======== MATERIAL SHOWN
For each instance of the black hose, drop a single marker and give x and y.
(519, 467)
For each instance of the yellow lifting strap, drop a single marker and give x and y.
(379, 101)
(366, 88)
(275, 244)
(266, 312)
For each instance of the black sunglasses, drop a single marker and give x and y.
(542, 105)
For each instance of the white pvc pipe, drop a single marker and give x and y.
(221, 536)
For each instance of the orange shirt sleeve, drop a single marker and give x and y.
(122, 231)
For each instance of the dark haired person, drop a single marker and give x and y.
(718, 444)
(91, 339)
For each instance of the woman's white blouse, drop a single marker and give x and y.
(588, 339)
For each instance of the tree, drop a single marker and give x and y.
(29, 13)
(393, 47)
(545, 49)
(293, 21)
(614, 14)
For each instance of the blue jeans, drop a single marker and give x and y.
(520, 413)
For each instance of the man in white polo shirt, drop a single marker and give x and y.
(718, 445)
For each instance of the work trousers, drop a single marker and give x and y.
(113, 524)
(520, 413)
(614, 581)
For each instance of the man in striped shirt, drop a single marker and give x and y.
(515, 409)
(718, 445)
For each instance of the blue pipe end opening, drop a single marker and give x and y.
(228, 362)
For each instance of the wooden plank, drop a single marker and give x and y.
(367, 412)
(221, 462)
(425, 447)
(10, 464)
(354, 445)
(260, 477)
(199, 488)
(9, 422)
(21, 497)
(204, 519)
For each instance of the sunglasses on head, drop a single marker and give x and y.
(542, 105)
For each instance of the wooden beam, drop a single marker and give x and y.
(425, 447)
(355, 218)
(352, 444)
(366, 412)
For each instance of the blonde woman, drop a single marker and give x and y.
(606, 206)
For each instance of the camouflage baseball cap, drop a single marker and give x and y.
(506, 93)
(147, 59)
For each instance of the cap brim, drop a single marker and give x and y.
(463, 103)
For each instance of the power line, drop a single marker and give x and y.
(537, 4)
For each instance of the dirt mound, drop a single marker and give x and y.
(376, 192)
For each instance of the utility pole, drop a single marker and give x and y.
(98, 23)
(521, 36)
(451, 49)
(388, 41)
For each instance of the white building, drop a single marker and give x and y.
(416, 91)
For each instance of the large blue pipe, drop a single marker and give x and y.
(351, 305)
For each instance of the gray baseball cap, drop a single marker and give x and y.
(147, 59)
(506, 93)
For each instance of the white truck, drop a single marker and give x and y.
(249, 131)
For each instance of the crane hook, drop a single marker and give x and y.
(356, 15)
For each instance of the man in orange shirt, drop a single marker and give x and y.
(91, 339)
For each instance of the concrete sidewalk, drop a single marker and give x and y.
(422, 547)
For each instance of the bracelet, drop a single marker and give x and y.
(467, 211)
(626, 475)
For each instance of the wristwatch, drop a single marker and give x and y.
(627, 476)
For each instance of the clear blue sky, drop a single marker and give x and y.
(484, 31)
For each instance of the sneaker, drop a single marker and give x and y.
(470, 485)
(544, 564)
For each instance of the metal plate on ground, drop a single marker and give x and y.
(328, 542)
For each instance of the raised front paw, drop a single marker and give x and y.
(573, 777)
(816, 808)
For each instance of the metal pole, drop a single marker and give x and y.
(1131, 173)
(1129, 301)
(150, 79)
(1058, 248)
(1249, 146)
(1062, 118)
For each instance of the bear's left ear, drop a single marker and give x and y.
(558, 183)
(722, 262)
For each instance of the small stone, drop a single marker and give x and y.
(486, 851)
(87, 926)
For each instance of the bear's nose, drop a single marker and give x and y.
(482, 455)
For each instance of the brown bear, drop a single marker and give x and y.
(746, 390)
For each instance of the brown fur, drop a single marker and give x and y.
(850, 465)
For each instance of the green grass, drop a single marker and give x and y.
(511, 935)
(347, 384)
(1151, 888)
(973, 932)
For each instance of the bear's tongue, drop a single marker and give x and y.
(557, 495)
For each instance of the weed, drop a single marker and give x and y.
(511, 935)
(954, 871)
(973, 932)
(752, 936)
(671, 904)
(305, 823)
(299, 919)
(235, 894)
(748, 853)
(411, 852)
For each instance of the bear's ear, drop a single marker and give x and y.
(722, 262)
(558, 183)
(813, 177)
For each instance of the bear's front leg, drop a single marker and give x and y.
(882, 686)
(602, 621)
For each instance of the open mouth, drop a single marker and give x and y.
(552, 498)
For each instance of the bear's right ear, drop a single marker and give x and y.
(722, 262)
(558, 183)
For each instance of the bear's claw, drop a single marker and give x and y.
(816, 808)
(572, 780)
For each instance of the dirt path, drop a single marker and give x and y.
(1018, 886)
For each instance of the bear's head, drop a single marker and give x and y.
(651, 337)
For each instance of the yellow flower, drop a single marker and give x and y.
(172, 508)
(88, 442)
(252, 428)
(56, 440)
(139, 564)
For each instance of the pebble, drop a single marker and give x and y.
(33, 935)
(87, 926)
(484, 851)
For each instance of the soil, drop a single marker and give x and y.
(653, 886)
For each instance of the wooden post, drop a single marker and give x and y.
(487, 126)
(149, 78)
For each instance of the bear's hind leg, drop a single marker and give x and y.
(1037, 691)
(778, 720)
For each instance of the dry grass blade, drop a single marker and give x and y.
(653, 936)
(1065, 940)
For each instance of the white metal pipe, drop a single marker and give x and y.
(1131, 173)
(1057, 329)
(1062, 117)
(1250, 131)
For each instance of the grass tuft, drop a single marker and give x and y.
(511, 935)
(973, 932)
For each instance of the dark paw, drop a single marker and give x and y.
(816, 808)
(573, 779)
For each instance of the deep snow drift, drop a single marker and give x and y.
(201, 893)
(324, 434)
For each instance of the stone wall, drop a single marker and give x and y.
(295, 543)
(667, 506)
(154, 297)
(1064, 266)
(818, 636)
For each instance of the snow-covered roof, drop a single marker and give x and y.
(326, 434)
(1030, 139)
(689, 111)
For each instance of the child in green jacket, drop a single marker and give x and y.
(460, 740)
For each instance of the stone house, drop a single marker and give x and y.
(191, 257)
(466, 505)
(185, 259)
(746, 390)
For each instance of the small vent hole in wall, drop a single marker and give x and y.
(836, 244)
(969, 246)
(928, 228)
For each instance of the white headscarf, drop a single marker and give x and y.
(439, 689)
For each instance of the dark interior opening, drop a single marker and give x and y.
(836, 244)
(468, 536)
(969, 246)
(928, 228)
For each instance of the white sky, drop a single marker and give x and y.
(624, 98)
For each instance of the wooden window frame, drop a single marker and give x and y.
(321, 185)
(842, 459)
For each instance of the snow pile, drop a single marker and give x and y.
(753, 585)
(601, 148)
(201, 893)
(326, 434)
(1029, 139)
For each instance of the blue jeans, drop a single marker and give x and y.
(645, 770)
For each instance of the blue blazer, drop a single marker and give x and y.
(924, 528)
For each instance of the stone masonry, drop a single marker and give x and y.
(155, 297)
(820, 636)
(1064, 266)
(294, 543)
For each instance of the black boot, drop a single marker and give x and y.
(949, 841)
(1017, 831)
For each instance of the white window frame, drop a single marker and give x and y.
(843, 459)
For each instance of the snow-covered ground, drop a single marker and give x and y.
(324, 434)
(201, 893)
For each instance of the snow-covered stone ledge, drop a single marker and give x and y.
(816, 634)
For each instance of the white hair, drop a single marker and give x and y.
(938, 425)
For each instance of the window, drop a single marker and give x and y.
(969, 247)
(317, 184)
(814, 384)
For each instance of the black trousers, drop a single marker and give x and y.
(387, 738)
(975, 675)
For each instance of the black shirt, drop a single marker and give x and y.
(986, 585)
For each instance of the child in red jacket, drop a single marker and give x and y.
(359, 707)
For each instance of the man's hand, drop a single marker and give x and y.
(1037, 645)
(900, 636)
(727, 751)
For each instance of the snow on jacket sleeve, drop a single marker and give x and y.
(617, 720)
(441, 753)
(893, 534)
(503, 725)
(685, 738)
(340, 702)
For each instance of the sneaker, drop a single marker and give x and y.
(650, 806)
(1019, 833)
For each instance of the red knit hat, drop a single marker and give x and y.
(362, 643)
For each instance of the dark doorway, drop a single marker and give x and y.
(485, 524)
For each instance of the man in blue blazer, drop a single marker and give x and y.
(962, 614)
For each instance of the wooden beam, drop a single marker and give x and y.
================
## EXERCISE AIM
Repeat only the stretch of lines that opens with the line containing "For each instance of the black shirt, drop" and closes with the final line of the entries, both included, exactly as written.

## REPLY TO THE TASK
For each instance of the black shirt, drop a single marker and give x and y.
(986, 585)
For each instance of the child in red jacket, drop a single marker and give x and y.
(359, 707)
For each instance of the man's hand, drop a single marker and give x and y.
(1037, 645)
(900, 636)
(727, 751)
For each instance of the snow on jacket sleeve, drop a single marker and give x and y.
(617, 720)
(441, 753)
(893, 534)
(503, 725)
(685, 738)
(340, 702)
For each instance of the sneaker, drop a single marker and give x and y.
(650, 806)
(1019, 833)
For each instance of the red knit hat, drop a single marker and give x and y.
(362, 643)
For each instance of the dark doorway, drop a single marker and give x and y.
(485, 524)
For each instance of the man in blue blazer, drop a single marker and give x and y.
(962, 614)
For each instance of the wooden beam, drop a single marker and give x and y.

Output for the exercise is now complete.